The crisis in the early 1960s forced the hand of the Hong Kong government to kickstart a public housing programme to provide accommodation for the city’s poor Chinese refugees.

Local Hong Kong-born businessman , Watt Mo-kei , saw an opportunity in the market to house the new low-income population of the city. He bought a piece of land, with his company Cheong K, that was once occupied as a factory ground for the Taikoo Sugar Refinery in Quarry Bay, along King’s Road.

Record-Breaking Cheap Housing

Cheong K received financial support from Wah Yuen Investment, another property company betting on the post-World War II real estate industry, to build then-Hong Kong’s cheapest housing complex.

In 1964, Watt advertised flats within Parker Estate starting at HK$15,000 - an estimated HK$81,000 in 2021. A 25% discount was offered to buyers who were able to pay in full sum. Those who were forced to borrow money were offered a package of just 1% of the full purchase price required to pay each other, described at the “world’s lowest mortgage payment at the time.”

**ENTRIES SHOWN**
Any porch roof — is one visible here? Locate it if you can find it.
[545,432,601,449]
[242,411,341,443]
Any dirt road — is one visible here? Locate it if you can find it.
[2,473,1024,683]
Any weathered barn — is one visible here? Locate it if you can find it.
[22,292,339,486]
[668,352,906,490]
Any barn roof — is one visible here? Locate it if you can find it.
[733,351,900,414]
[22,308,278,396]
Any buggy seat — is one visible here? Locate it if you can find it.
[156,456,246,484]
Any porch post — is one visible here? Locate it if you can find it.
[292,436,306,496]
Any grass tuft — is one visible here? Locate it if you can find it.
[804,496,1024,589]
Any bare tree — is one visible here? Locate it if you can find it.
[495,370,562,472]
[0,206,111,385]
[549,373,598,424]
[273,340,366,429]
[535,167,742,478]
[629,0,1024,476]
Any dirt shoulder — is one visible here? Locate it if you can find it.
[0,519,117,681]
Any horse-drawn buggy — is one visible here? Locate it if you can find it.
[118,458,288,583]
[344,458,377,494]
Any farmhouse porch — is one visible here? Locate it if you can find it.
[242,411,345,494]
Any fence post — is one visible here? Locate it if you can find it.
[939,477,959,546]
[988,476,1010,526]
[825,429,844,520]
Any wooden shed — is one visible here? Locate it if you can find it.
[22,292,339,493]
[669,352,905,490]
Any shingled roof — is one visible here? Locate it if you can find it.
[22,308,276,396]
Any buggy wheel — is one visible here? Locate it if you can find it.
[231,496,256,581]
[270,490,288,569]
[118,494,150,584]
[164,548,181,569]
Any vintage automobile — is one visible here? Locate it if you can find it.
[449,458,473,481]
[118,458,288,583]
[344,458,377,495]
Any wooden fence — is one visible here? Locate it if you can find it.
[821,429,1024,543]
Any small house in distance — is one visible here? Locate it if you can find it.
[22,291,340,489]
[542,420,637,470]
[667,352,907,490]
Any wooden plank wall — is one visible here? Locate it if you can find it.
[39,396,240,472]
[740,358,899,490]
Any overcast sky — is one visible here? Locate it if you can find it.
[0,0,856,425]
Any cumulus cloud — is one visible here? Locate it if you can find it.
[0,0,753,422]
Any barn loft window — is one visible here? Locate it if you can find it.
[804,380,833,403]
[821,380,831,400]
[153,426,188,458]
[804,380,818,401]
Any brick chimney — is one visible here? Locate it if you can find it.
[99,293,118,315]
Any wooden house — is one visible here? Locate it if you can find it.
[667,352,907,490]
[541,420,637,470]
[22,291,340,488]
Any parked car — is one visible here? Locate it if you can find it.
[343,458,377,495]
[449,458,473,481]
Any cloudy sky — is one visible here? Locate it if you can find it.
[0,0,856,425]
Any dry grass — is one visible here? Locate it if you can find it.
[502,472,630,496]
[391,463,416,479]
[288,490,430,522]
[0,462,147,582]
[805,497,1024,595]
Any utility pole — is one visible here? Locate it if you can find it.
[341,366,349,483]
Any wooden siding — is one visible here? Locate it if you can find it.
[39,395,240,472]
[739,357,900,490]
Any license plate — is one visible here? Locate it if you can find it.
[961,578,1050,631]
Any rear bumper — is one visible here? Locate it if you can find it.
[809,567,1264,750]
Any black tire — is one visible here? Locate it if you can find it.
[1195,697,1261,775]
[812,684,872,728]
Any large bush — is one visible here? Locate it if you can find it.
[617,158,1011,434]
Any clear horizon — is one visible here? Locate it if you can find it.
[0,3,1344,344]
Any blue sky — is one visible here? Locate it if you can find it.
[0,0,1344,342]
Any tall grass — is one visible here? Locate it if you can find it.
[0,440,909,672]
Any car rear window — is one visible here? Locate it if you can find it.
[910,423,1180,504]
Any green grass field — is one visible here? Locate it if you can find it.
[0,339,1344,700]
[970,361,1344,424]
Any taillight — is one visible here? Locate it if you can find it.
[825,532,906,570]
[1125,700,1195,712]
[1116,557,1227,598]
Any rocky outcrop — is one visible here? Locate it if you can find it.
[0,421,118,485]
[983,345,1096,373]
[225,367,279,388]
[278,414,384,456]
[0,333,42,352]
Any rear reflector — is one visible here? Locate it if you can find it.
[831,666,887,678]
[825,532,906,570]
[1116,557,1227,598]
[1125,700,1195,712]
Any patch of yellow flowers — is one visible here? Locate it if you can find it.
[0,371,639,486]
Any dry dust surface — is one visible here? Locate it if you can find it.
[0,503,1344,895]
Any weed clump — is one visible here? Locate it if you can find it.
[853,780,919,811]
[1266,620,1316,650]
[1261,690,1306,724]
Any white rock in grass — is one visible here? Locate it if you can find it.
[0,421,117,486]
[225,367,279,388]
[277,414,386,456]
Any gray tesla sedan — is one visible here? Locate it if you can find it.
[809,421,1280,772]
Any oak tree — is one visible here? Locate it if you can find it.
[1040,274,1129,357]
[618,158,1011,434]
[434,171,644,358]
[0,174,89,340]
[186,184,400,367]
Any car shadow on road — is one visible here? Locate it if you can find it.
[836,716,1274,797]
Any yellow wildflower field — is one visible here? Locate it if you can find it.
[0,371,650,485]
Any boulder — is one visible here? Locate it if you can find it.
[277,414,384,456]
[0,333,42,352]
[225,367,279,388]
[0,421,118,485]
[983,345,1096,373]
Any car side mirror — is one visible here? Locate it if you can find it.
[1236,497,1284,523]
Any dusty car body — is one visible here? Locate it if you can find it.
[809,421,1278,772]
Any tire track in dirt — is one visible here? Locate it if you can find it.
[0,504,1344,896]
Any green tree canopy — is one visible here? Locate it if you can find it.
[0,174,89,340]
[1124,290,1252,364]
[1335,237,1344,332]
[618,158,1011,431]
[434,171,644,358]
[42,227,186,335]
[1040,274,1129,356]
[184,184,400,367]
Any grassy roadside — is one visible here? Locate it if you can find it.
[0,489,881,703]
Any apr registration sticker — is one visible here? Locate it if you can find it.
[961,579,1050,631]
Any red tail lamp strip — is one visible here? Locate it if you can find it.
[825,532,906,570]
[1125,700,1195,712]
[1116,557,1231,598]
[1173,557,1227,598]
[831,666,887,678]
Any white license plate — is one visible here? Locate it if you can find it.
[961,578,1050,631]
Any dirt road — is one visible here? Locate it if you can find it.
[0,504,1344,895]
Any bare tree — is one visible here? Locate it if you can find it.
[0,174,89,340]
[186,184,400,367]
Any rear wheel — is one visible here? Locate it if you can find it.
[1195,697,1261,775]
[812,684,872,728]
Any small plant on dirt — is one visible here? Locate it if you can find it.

**TASK DETAILS**
Please answer from the Hong Kong housing text: the land Watt Mo-kei bought in Quarry Bay was once a factory ground for which refinery?

**ANSWER TO THIS TASK**
The Taikoo Sugar Refinery.